§ Given instruction A: Convert the location identification rows, from their first line through the line holding "274), (431, 81)]", inclusive, into a JSON list of strings with one string per line and blank lines omitted.

[START OF Excerpt to read]

- Promotional poster
- Hangul: 저글러스: 비서들
- Lit.: Jugglers: Secretaries
- RR: Jeogeulleoseu: biseodeul
- MR: Chŏgŭllŏsŭ: pisŏdŭl
- Genre: Romantic comedy; Workplace;
- Created by: KBS Drama Production
- Written by: Jo Yong-hae
- Directed by: Kim Jung-hyun
- Starring: Baek Jin-hee; Choi Daniel; Kang Hye-jung; Lee Won-keun;
- Country of origin: South Korea
- Original language: Korean
- No. of episodes: 16

Production
- Executive producers: Bae Sun-hae; Lee Min-jin; Moon Joon-ha;
- Producer: Yoon Jae-hyuk
- Camera setup: Single-camera
- Running time: 60 minutes
- Production company: Story TV

Original release
- Network: KBS2
- Release: December 4, 2017 – January 23, 2018

= Jugglers (TV series) =

South Korean TV series

Jugglers is a 2017 South Korean television series starring Baek Jin-hee, Choi Daniel, Kang Hye-jung and Lee Won-keun. It aired on KBS2 from December 4, 2017, to January 23, 2018, every Monday and Tuesday at 22:00 (KST) for 16 episodes.

==Synopsis==
A secretary with a passive and obedient personality meets a boss who is completely uninterested in others and has no consideration for them.

==Cast==
===Main===
- Baek Jin-hee as Jwa Yoon-yi (29 years old), Chi-won's secretary who is skilled in assisting and supporting her superiors. She is quick to adapt and knows how to get by in any situation.
- Choi Daniel as Nam Chi-won (36 years old), the director of a media company who is completely uninterested in others and has no consideration for them, but somehow always ends up getting attention from women.
- Kang Hye-jung as Wang Jeong-ae (37 years old), a mother who returns to the workforce after fifteen years as a full-time housewife.
- Lee Won-keun as Hwangbo Yul (28 years old), the director of sports business department who was born with a silver spoon in his mouth.

===Supporting===
- Cha Joo-young as Ma Bo-na (29 years old)
- Jung Hye-in as Park Kyung-rye (29 years old)
- In Gyo-jin as Managing Director Jo Sang-moo (44 years old)
  - In Gyo-jin as himself (Cameo appearance, ep. 16)

[END OF Excerpt to read]
[START OF Data supplied]

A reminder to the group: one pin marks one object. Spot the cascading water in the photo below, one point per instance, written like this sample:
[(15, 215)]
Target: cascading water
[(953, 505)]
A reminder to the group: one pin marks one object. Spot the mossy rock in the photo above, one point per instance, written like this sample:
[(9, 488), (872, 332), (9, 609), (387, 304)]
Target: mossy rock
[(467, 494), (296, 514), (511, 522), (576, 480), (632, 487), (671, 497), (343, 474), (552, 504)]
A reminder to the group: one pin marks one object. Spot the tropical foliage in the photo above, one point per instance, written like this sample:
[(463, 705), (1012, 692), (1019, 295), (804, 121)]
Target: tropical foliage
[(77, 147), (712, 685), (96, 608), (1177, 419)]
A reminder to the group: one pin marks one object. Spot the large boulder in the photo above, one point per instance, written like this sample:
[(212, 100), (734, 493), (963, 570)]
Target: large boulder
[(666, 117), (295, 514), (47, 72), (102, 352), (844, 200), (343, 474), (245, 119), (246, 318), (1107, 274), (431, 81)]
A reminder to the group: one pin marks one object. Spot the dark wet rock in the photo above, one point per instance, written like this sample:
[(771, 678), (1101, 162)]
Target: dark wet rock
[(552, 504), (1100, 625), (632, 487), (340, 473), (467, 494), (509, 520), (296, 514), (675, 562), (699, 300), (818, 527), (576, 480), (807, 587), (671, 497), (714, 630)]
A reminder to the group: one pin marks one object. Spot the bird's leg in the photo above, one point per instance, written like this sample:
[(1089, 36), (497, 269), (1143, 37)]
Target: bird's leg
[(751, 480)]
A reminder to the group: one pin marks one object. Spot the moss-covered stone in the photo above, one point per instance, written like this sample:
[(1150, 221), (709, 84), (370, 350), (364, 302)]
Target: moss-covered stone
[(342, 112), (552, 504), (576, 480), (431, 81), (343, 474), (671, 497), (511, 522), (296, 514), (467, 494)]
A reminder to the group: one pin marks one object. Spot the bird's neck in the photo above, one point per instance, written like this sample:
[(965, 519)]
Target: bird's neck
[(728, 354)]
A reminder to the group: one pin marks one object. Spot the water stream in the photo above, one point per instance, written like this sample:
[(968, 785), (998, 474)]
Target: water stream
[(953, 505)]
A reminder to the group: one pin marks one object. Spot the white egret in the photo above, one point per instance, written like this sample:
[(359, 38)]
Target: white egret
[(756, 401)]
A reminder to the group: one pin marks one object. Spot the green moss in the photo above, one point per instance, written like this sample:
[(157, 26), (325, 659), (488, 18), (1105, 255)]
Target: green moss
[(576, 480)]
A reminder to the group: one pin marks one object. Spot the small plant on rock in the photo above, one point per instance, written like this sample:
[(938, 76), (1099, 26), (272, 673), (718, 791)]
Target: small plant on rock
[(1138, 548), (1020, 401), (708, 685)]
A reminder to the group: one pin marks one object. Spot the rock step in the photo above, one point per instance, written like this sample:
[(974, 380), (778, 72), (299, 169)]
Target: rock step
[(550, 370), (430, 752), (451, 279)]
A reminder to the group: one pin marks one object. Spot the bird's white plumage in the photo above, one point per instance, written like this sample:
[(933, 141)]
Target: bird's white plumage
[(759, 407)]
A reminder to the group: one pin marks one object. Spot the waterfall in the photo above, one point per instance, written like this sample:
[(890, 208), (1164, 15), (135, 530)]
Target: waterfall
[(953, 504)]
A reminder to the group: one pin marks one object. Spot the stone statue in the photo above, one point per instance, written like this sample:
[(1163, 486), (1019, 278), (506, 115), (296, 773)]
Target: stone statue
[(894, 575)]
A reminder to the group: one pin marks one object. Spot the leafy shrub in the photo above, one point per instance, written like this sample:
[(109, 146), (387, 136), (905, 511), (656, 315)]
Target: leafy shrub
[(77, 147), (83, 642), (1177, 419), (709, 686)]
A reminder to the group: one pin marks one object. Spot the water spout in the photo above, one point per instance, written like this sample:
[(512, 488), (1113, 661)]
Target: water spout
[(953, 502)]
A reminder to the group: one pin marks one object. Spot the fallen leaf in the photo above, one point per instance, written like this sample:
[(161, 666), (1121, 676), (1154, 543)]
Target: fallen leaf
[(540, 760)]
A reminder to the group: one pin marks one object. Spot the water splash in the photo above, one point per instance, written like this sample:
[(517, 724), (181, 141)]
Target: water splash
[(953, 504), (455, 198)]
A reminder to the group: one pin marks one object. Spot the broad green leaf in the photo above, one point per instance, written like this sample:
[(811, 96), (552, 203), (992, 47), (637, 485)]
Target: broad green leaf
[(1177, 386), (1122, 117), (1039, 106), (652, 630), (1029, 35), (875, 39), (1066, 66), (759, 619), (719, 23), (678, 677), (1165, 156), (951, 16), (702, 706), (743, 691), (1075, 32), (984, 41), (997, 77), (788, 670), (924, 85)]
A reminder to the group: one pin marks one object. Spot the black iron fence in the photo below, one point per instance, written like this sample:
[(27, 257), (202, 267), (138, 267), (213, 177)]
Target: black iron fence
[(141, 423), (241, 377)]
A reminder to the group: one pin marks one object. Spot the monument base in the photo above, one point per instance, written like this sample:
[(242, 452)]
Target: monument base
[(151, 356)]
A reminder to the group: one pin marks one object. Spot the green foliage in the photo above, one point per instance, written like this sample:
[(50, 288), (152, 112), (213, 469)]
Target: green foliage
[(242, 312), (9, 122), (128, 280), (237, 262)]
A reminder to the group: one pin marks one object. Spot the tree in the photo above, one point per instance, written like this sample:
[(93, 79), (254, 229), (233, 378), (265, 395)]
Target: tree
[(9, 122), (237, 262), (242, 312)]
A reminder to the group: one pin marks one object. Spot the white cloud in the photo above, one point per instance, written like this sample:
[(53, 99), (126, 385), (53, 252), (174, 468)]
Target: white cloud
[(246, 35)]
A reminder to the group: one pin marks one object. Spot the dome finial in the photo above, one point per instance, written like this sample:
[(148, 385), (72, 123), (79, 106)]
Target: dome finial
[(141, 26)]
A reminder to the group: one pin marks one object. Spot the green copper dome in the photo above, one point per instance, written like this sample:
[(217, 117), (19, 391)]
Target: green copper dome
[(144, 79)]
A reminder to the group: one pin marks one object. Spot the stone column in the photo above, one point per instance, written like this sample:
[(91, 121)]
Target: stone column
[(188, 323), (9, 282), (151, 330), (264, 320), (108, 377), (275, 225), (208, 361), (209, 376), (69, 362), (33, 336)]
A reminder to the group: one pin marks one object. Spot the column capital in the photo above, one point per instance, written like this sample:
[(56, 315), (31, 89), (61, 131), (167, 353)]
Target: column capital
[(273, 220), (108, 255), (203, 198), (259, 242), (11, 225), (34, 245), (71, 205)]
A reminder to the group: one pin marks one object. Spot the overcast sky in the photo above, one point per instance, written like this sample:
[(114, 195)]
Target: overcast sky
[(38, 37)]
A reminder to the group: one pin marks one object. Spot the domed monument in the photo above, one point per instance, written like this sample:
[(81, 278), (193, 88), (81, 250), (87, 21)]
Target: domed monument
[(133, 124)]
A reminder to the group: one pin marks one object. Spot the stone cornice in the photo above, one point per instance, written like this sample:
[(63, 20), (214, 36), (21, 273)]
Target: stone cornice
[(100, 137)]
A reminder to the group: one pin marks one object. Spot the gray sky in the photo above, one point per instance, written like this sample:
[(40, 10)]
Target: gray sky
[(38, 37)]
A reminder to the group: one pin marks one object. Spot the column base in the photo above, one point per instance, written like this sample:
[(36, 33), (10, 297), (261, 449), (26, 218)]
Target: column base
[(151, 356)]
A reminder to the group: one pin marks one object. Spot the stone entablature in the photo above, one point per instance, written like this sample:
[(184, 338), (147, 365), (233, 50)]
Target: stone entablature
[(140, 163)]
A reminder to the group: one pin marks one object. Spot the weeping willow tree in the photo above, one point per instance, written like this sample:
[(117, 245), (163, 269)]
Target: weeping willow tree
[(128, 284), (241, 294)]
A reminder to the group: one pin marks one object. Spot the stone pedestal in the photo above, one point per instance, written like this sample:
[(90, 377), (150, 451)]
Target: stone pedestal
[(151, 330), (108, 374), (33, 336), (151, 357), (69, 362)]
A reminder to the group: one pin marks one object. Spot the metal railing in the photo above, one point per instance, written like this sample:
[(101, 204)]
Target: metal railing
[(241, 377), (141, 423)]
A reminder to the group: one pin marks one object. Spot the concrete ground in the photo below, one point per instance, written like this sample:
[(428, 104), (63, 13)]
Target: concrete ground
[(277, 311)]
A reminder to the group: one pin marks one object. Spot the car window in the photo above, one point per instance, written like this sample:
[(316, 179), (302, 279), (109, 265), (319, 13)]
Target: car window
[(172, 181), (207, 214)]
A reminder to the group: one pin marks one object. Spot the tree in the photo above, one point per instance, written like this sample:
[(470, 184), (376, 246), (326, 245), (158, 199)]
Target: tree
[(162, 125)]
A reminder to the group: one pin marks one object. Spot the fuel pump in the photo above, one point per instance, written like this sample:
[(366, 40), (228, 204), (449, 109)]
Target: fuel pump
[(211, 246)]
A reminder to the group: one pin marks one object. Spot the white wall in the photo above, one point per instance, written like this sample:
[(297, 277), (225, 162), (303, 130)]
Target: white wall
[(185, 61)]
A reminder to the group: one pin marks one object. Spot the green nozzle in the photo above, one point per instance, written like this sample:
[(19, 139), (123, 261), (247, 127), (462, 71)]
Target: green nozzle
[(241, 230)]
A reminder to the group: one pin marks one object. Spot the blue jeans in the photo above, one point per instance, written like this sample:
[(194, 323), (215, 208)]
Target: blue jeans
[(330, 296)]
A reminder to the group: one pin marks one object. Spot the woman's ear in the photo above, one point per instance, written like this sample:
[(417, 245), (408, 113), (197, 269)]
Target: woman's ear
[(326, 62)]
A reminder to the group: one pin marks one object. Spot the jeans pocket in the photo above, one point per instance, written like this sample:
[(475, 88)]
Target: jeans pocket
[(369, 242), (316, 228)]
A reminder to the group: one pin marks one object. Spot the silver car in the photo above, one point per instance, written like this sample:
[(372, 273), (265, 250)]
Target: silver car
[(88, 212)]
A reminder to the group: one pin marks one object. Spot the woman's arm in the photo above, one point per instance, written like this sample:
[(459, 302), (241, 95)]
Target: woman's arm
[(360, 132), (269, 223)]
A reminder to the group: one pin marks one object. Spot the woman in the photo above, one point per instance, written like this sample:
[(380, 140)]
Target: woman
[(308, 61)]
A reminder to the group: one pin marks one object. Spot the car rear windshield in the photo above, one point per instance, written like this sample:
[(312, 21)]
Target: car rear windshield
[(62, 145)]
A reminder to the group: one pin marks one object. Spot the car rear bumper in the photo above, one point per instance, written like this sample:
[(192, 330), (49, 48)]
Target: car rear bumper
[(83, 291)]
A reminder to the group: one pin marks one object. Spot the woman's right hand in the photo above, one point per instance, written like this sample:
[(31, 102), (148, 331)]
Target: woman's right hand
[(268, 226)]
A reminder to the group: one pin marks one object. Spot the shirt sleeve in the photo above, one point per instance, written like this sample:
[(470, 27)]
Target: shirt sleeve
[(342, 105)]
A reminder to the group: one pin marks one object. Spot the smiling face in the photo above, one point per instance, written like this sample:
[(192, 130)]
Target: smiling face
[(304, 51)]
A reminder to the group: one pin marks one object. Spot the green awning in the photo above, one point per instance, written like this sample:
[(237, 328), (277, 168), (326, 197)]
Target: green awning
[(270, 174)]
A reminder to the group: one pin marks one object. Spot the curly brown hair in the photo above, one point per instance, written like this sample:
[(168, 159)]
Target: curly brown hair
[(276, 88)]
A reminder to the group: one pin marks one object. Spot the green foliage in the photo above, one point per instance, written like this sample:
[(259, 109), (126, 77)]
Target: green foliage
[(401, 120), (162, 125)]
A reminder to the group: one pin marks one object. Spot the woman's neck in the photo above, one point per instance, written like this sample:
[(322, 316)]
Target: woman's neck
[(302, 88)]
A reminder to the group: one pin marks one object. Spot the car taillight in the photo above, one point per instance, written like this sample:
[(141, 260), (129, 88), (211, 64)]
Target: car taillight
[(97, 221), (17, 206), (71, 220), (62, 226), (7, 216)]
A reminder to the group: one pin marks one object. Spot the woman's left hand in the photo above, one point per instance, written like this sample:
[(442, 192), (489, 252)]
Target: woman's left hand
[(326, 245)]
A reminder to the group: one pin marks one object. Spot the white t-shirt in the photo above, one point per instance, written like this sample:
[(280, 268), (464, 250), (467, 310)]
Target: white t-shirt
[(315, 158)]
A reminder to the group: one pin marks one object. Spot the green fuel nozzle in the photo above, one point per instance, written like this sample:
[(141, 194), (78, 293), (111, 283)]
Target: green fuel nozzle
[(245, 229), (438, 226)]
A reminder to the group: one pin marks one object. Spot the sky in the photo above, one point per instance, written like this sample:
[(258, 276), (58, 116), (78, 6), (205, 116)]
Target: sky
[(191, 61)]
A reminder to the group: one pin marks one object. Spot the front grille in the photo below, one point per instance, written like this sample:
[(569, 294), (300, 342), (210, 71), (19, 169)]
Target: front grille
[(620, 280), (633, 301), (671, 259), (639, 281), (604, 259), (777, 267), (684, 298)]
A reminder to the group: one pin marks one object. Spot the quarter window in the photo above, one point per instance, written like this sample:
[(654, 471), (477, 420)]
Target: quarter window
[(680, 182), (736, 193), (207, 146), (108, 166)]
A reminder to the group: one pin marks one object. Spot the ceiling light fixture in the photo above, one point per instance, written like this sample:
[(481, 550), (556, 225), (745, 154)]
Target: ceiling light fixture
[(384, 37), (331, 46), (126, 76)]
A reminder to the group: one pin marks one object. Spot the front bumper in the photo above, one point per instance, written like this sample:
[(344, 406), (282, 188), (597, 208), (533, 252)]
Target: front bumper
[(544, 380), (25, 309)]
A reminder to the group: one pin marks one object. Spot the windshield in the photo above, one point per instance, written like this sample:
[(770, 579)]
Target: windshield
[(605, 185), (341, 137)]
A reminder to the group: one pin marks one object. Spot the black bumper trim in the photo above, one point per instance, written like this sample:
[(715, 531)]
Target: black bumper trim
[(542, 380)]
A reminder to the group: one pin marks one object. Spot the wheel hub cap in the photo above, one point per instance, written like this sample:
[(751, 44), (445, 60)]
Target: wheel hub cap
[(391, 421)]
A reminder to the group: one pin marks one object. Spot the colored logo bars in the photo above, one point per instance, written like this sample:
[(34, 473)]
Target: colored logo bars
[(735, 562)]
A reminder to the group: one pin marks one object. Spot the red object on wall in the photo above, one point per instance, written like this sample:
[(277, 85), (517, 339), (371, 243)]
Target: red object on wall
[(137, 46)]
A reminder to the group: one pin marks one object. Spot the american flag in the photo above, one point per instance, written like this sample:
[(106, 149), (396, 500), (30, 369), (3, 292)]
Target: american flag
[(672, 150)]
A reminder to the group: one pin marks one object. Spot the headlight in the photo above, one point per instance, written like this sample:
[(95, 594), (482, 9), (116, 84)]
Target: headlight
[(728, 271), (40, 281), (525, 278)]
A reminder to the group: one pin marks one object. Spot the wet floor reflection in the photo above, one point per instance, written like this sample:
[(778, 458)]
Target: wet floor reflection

[END OF Data supplied]

§ Given instruction B: Carry on the article about the South Korean series Jugglers from the point where it stops.

§ Exercise output A:
[
  "A reminder to the group: one pin marks one object. Spot the cascading water in the photo below, one point per instance, written like this sample:",
  "[(15, 215)]",
  "Target: cascading water",
  "[(953, 505)]",
  "A reminder to the group: one pin marks one object. Spot the mossy rock in the photo above, one point per instance, written like this sample:",
  "[(9, 488), (872, 332), (9, 609), (387, 304)]",
  "Target: mossy rock",
  "[(467, 494), (296, 514), (511, 522), (576, 480), (632, 487), (671, 497), (343, 474), (552, 504)]",
  "A reminder to the group: one pin marks one object. Spot the tropical foliage in the photo above, one point per instance, written like this sample:",
  "[(463, 705), (1012, 692), (1019, 295), (804, 121)]",
  "Target: tropical foliage",
  "[(77, 147), (712, 685), (96, 608), (1177, 419)]",
  "A reminder to the group: one pin marks one object. Spot the large boulder in the photo above, one point per instance, written like this sample:",
  "[(212, 100), (734, 493), (963, 570)]",
  "Target: large boulder",
  "[(666, 117), (295, 514), (47, 72), (102, 352), (844, 200), (343, 474), (245, 119), (246, 318), (1107, 274), (431, 81)]"
]

§ Exercise output B:
- Kim Chang-wan as Vice President Do Tae-geun (61 years old)
- Moon Ji-hoo as Min Deul-re

====Video division====
- Jung Sung-ho as Director Gong Yoo (42 years old)
- Jung Soo-young as Moon Soon-yeong (34 years old)
- Kim Ki-bang as Park Chi-soo (33 years old)
- Song Ji-ho as Go Myung-suk (28 years old)

====Sports division====
- Cha Soon-bae as General Manager Baek Soon-bae (45 years old)
- Park Kyung-hye as Goo Kye-young (30 years old)
- Shin Min-kyung as Go Si-won (26 years old)
- Kim Se-rin as Joo Pan-mi (22 years old)

====People around Yoon-yi====
- Min Jin-woong as Woo Chang-soo (32 years old), Yoon-yi's ex-boyfriend.
- Hong Kyung as Jwa Tae-yi (21 years old), Yoon-yi's younger brother.
- Lee Ji-ha as Kang Soon-deok (54 years old), Yoon-yi's mother.
- Ripon as arnob (23 Year old), he is a handsome man every woman like him.

===Extended===
- Choi Dae-chul as Director Bong Jang-woo
- Jung Joon-won as Park Gun-woo, Jeong-ae's son
- Cha Joo-young as Ma Bo-na
- Kim Soo-yeon as Wang Mi-ae, Jeong-ae's younger sister
- Seo Eun-woo as Do Do-hee, Chi-won's ex-wife and Do Tae-geun's daughter
- Jeon Joon-ho as Park Joon-pyo, Jeong-ae's husband

===Cameo appearances===
- Sung Hoon as Kyung-jun, Yoon-yi's ex-boyfriend.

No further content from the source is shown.